(Stored data entries)

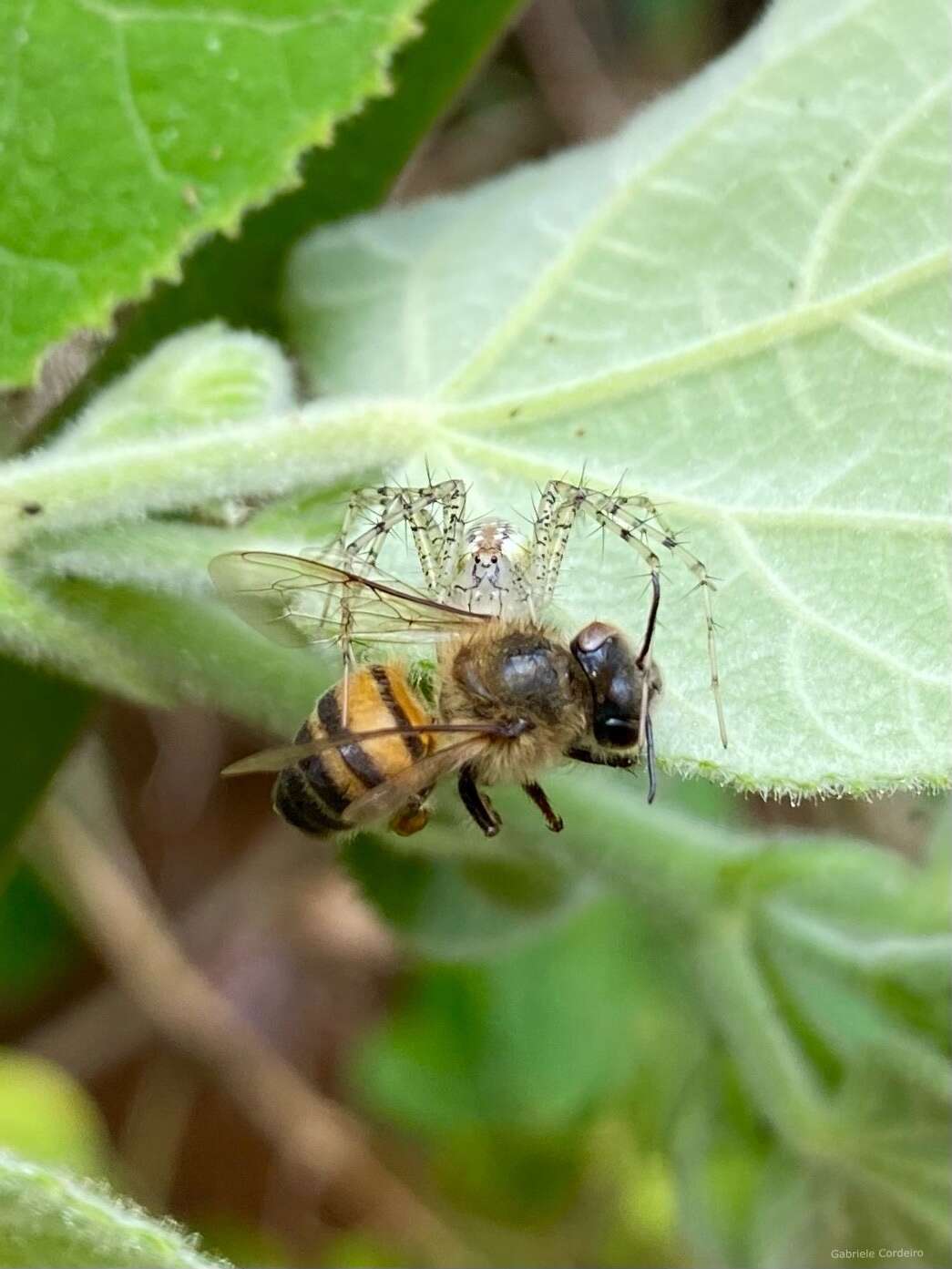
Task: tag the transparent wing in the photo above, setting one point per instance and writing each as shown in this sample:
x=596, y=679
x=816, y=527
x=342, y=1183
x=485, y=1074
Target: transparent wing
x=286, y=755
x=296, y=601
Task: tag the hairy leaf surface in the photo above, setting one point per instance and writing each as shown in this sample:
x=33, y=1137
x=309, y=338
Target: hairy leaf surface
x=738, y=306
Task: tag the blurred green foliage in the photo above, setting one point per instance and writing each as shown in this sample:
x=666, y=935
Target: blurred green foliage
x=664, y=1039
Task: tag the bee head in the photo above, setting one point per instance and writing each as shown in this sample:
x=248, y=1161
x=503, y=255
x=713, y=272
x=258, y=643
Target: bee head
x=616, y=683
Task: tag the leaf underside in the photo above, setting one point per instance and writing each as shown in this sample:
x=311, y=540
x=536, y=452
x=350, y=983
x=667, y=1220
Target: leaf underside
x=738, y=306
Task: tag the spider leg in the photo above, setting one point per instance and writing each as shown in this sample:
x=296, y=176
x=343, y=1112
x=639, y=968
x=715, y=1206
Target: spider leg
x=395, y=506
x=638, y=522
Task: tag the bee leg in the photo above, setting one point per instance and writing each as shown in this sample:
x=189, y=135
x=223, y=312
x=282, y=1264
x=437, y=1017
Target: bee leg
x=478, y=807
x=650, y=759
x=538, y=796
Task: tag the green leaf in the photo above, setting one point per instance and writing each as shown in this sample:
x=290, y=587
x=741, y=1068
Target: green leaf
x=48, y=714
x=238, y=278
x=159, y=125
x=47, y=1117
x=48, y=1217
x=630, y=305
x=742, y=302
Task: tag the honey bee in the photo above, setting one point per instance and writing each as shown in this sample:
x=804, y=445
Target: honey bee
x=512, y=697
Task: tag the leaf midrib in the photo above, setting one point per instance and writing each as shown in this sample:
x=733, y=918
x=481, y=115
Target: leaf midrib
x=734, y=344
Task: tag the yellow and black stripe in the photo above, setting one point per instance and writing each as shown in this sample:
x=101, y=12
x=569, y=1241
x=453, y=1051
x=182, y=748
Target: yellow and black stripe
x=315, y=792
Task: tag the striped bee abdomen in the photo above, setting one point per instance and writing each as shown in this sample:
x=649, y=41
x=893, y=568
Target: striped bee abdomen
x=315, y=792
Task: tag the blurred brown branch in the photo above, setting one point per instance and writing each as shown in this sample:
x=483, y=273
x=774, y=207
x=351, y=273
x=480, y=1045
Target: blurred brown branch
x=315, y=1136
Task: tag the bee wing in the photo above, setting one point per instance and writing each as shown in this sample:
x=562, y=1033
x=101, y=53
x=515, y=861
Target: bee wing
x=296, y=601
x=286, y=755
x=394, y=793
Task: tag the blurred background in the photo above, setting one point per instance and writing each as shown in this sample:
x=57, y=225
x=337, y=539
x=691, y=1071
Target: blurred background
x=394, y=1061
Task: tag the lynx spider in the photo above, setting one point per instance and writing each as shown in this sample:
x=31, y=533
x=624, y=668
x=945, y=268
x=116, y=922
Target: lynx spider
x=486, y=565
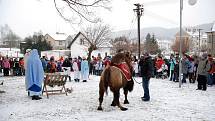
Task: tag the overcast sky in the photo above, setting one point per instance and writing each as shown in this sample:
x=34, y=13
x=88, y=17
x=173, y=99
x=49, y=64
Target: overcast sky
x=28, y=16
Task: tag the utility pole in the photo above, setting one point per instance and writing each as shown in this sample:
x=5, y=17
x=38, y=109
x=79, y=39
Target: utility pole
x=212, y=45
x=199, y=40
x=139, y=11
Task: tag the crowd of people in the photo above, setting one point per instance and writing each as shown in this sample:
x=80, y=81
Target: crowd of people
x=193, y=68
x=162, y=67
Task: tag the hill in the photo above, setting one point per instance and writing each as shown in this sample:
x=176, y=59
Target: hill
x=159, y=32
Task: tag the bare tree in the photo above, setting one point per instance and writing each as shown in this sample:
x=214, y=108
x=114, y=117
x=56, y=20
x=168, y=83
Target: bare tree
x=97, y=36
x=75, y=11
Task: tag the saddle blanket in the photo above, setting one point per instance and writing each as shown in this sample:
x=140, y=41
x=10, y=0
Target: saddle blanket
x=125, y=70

==

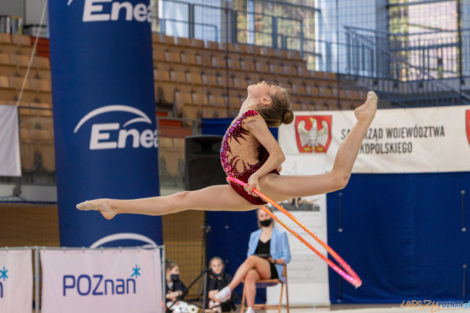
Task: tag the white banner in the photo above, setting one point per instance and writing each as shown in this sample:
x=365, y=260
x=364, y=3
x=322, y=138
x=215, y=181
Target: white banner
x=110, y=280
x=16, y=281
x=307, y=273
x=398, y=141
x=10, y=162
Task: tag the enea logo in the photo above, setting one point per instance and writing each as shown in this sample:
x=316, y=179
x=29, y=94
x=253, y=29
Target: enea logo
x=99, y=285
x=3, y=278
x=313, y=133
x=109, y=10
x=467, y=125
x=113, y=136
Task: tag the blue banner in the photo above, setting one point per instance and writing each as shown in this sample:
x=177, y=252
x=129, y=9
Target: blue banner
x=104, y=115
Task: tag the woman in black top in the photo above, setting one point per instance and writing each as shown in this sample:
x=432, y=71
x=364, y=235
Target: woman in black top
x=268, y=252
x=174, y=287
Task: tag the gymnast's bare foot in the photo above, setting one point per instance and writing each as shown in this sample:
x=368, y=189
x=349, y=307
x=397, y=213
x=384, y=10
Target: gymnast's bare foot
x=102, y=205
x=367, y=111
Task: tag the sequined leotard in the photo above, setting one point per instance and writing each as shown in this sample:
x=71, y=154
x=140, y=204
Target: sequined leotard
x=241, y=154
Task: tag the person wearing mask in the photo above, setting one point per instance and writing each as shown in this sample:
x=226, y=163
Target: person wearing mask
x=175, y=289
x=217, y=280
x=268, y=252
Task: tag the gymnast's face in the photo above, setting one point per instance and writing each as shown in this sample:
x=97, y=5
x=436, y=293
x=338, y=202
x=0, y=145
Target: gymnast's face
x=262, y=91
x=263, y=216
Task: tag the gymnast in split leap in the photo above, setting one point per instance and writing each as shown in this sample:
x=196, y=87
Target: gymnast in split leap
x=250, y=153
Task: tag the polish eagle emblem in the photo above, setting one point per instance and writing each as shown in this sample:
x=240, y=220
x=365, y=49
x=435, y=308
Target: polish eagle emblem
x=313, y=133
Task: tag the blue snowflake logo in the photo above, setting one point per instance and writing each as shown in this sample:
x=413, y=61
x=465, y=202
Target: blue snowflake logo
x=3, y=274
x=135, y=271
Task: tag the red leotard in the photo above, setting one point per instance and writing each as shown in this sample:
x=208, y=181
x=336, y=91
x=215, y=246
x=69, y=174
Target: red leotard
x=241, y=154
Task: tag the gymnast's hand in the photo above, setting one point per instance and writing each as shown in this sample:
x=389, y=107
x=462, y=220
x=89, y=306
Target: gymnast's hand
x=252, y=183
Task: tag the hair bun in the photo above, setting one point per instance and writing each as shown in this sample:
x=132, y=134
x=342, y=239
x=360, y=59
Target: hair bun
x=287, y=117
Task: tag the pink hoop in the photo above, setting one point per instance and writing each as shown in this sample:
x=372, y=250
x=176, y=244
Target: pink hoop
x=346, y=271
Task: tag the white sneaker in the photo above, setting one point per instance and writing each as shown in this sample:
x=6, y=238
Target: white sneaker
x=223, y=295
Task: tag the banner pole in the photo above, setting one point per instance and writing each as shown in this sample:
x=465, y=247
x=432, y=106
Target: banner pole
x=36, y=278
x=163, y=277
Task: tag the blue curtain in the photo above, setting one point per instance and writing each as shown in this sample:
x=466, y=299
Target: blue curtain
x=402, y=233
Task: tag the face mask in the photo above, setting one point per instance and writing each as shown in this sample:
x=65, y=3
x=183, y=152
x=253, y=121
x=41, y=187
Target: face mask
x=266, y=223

---

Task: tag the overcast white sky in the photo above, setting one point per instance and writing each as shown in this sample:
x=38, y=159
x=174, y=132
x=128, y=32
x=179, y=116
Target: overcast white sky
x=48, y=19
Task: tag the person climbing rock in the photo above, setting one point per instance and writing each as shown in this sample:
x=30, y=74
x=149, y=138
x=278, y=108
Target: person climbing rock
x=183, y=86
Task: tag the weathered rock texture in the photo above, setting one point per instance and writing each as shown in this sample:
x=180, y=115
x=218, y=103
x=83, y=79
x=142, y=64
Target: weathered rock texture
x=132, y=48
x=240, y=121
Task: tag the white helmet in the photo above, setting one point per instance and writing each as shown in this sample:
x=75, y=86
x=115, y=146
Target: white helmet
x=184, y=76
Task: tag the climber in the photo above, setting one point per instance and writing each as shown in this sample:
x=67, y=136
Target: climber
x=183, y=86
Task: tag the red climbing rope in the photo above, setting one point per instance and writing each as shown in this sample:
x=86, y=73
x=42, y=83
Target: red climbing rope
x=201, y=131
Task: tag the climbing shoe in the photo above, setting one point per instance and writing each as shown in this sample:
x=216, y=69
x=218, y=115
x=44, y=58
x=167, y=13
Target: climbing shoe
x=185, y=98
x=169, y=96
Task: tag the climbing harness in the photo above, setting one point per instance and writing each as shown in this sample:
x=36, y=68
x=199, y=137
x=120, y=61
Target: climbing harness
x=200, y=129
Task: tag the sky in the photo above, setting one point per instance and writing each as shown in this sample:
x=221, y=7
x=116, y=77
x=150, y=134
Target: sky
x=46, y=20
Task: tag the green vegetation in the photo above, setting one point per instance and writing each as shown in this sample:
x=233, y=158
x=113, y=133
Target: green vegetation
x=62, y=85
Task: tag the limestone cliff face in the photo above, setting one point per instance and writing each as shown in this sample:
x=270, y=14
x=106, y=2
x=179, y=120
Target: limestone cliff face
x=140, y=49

Task to carry out => Among the records above, extract exactly the lines from the line with "Task: tag the overcast white" to the line with "x=67, y=136", both lines included, and leave out the rest.

Task answer =>
Task: tag the overcast white sky in the photo above, setting one point per instance and writing each as shown in this sample:
x=38, y=159
x=174, y=132
x=128, y=32
x=179, y=116
Target: overcast white sky
x=48, y=19
Task: tag the person climbing rock in the photo above, setting one point per instance and writing each as shown in this sample:
x=30, y=74
x=149, y=138
x=278, y=108
Target: person climbing rock
x=183, y=86
Task: tag the weathered rock texture in the photo above, setting one point per instance and writing each as shown in this sample:
x=180, y=115
x=218, y=103
x=83, y=79
x=142, y=64
Target: weathered rock texture
x=132, y=48
x=240, y=121
Task: tag the white helmet in the photo above, setting one point per instance and writing each as shown in this sample:
x=75, y=86
x=115, y=146
Target: white helmet
x=184, y=76
Task: tag the climber in the photo above, setting one point per instance and writing each as shown in this sample:
x=67, y=136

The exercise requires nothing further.